### WHAT TO DO
In the records below, the lines from the one with "of the teal" through the last are to be printed exactly, and nothing else.
*** LISTED ENTRIES Section Begins ***
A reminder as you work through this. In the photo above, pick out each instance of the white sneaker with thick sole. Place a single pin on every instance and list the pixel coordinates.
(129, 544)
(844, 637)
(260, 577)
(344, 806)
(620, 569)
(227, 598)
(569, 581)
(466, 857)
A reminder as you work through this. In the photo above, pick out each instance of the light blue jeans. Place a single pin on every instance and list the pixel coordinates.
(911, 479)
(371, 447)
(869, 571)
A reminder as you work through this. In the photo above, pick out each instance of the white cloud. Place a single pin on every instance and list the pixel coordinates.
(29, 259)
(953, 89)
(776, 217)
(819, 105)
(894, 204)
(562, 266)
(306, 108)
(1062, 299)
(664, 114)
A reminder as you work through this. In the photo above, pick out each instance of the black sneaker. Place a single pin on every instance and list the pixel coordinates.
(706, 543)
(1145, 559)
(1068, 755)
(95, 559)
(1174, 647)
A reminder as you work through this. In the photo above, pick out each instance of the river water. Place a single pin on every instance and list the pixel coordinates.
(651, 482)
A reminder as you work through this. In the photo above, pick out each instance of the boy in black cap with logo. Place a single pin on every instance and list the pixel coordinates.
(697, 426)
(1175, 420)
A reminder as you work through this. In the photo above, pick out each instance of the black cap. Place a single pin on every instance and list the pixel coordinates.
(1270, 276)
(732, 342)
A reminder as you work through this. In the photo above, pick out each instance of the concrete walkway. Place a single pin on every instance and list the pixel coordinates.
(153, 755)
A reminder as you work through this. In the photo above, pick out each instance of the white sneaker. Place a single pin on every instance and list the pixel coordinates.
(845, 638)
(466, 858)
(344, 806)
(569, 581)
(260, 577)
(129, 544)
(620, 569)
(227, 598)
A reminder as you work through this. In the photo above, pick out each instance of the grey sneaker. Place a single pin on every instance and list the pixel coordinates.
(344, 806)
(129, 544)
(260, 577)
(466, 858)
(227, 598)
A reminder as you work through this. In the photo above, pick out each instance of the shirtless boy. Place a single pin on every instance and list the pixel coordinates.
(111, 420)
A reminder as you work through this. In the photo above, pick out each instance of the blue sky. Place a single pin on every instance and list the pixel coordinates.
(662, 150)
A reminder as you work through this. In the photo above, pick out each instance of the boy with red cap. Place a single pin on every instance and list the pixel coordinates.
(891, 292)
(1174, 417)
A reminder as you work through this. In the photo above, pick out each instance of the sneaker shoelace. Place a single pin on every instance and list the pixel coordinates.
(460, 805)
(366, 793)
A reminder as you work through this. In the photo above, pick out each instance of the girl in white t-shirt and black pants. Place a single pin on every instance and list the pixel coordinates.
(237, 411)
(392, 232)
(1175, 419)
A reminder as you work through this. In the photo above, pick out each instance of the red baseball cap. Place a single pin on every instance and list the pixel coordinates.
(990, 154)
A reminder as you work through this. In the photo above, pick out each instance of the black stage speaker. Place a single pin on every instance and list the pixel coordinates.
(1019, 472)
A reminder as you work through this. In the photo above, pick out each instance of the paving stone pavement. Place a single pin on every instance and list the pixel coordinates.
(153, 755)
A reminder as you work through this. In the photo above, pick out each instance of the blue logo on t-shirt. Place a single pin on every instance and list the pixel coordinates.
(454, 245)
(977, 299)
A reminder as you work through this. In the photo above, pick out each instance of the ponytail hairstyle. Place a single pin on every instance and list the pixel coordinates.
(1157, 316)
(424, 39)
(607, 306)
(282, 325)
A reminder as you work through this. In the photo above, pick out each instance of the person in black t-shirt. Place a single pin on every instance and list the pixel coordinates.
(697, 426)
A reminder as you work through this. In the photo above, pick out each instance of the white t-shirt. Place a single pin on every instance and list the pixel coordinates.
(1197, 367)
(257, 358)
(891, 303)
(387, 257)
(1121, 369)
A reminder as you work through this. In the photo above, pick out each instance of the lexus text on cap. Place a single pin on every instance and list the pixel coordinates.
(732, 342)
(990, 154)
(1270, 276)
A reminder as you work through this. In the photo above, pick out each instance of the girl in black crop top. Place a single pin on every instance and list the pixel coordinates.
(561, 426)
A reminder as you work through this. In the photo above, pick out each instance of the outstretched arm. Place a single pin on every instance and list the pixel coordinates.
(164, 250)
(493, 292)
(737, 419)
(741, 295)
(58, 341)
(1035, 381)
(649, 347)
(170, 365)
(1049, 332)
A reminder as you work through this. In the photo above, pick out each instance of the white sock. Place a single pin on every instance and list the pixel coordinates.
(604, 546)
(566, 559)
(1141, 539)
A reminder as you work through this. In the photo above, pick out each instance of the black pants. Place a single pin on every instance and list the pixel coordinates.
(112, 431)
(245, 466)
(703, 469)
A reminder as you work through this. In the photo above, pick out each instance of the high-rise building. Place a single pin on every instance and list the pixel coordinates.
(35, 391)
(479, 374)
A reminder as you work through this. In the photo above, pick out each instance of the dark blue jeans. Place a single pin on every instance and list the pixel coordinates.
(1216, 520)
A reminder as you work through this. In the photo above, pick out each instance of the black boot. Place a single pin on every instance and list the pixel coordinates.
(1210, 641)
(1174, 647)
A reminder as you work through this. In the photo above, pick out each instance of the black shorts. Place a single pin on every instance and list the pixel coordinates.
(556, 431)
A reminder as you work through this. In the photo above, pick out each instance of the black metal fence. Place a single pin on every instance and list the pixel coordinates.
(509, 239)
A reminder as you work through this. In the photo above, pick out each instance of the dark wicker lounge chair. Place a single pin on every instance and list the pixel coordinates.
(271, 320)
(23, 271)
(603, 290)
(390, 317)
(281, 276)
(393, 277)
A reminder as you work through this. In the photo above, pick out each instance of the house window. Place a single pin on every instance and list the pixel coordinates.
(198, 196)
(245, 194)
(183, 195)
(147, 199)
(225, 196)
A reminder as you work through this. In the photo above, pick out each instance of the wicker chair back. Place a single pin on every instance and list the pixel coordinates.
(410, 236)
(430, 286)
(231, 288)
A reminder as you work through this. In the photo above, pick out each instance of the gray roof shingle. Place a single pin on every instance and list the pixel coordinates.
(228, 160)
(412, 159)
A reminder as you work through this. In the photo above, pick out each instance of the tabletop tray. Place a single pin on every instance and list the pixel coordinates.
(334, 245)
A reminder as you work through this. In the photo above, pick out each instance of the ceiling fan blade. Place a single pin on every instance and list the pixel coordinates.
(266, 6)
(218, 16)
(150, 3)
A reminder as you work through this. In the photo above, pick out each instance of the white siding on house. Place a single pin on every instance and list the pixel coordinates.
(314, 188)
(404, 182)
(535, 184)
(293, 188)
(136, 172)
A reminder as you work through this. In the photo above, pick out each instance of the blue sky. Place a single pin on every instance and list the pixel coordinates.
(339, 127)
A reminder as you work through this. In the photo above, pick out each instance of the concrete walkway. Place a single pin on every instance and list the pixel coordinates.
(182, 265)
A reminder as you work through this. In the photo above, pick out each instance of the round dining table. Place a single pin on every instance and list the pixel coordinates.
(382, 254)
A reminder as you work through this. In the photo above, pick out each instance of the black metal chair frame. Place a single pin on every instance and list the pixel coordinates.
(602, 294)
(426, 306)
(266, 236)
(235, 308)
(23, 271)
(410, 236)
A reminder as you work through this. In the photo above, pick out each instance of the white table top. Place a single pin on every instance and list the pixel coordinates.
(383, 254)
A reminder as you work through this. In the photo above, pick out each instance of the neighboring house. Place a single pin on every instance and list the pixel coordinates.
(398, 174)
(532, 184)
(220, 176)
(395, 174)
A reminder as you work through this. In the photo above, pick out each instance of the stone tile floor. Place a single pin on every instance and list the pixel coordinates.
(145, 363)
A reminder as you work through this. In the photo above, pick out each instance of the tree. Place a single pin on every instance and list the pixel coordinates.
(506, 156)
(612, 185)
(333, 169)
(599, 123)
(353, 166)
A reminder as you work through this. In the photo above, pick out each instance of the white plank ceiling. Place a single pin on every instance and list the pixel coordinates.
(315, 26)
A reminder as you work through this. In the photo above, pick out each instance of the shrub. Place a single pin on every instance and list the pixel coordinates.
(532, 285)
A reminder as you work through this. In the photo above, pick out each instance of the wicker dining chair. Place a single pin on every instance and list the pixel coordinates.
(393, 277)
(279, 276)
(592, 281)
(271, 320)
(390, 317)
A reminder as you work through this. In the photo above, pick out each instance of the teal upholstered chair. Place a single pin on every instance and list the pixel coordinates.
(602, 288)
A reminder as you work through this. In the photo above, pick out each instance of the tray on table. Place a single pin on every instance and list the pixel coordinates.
*** LISTED ENTRIES Section Ends ***
### ANSWER FOR THIS EXERCISE
A reminder as you work through this. In the photo above, pick out each instance of the teal upholstered chair. Place a single pin on every instance and list the pixel coordinates.
(602, 288)
A reminder as you work through this. In the photo above, pick out each instance of the tray on table. Place a single pin on every instance and list the pixel coordinates.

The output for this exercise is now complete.